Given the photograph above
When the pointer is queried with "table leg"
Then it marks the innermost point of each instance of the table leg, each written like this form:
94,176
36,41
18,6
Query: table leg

» Te doen: Geef alle bovenstaande gegevens regel voor regel ongewijzigd weer.

» Het antwoord:
Given the photograph above
When the pointer is queried with "table leg"
Then it marks the innermost point of each instance of the table leg, each written like this form:
94,176
36,41
18,6
Query: table leg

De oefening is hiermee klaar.